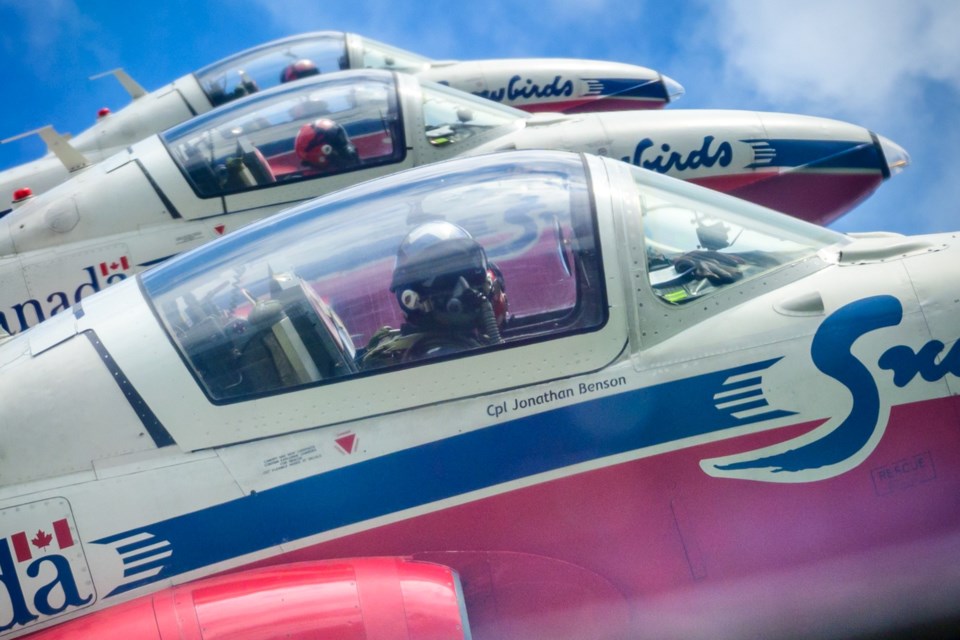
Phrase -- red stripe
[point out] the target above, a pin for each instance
(21, 547)
(62, 531)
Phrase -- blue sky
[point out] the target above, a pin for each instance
(890, 65)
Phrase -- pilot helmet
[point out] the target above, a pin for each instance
(302, 68)
(443, 280)
(324, 144)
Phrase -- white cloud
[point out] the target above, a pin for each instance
(854, 56)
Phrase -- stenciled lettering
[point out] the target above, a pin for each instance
(668, 160)
(25, 314)
(526, 88)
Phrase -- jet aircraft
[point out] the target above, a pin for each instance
(550, 396)
(536, 84)
(253, 157)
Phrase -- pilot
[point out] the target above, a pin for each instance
(302, 68)
(452, 298)
(323, 144)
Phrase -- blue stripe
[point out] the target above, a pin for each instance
(816, 154)
(747, 406)
(447, 468)
(749, 382)
(739, 396)
(146, 566)
(145, 554)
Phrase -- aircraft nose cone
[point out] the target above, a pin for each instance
(673, 88)
(895, 156)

Exercise instructions:
Swap "pin" for "marker" throughout the material above and write all of it out again, changing nothing else and leaving out the pictures.

Complete answer:
Phrase -- red stripe
[point out] the target above, a marker for each instance
(21, 547)
(62, 531)
Phrase -- blue sky
[point out] the target above, a marker for each instance
(890, 65)
Phrase -- pilot helmet
[point out] the target above, a marker for each instance
(302, 68)
(443, 280)
(324, 144)
Phrase -- white cloud
[point out] the target above, a marker for each instance
(854, 56)
Phrase -- stenciled lettering
[point out] the target above, a marker for each instance
(668, 160)
(25, 314)
(526, 88)
Phrase -- jet aircraft
[point out] the target above, a marker for each instance
(550, 396)
(536, 84)
(253, 157)
Phrase -- pilot
[point out] the target above, a marker for each instance
(302, 68)
(452, 298)
(323, 144)
Phrase -- blue stripe
[point out] the target above, a marker for each instance
(816, 154)
(747, 406)
(447, 468)
(749, 382)
(739, 396)
(146, 566)
(145, 554)
Phrase -- aircraft nose cone
[point out] the target above, a marker for each instance
(673, 88)
(895, 156)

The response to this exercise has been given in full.